● **DOCUMENT SECTION**:
=====
[
https://issues.apache.org/jira/browse/AIRFLOW-139?page=com.atlassian.jira.plugin.system.issuetabpanels:comment-tabpanel&focusedCommentId=15372416#comment-15372416
]
Bence Nagy commented on AIRFLOW-139:
------------------------------------
Oh, sorry, I'm subscribed to all Jira notifications but I think that's a bad
idea since I didn't see me specifically being mentioned here. So to answer a
month late:
[~mattland]'s suggestion does not sound right to me at all. Special cases are
already bad, but in this case they wouldn't be even correct; Postgres 8.0.2
does not support autocommit and even though it's unlikely to be running for
people, it is just plain wrong in my opinion to include an exception for it
just because Redshift happened to fork that version. Not only that, but then
Redshift would break as well if Amazon ever decided to change their server
version (even if just rebasing onto 8.0.3 or something.) So, yeah, my stance
here is a big 'no, don't do that'.
=====
● **EXERCISE TASK**:
Could you continue the AIRFLOW-139 Jira comment on Redshift and autocommit, starting right after its final sentence?
=====
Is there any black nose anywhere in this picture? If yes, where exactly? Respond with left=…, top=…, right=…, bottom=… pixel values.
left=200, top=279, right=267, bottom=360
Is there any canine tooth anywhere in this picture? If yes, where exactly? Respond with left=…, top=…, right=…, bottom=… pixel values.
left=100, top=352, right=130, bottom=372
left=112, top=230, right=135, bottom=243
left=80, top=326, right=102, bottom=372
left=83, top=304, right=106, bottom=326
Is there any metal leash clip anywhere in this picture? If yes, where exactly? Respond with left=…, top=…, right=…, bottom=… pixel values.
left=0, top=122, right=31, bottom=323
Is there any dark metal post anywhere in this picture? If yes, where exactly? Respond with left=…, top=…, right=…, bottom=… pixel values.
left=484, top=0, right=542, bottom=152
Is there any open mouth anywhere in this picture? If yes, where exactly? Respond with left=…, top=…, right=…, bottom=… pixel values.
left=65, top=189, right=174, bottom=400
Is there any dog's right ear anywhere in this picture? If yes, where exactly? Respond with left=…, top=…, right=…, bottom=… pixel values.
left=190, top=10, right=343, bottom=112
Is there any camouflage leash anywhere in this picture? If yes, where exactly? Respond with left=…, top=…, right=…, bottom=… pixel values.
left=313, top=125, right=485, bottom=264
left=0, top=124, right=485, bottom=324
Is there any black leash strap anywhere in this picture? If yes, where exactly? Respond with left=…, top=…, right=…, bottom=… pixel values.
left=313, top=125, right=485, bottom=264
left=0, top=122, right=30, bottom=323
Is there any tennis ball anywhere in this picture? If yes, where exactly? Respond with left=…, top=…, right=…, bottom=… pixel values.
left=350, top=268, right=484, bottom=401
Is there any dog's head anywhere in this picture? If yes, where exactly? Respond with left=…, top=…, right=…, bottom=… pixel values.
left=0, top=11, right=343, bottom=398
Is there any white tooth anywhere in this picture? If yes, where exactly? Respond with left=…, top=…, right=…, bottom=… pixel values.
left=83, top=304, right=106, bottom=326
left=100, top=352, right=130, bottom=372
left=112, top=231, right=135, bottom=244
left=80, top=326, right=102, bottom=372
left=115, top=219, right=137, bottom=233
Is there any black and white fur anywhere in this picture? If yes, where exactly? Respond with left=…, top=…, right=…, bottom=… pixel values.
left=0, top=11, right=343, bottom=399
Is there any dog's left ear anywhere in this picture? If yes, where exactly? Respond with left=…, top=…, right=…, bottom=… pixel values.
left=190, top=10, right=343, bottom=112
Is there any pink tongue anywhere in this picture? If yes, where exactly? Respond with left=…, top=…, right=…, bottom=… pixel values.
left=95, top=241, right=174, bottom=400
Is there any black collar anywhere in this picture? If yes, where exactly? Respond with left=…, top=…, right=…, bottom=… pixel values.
=====
● **TASK RESULT**:
As I mentioned in the GitHub commit comments as well, the entire fact that
Redshift worked with the PostgresOperator is a coincidence, and as far as I
know, was never officially said to be supported by it. Due to nuances like this
one, most other products working with databases that I've seen (for instance
DataGrip and Metabase) consider Redshift to be separate from vanilla
PostgreSQL, with the former requiring a special DB driver for it, and the
latter not supporting Redshift at all even though they support Postgres. In
light of all this, I think the correct and logical solution here is to add a
RedshiftOperator, with different behavior around the value of
{{supports_autocommit}} and possibly some other differences as well down the
road if the operators get more complex. I don't have a strong opinion on
whether it should be a subclass of PostgresOperator, but I think I would
implement this like that myself, since after all, Redshift is a derivative of
Postgres, sharing quite a lot of behavior.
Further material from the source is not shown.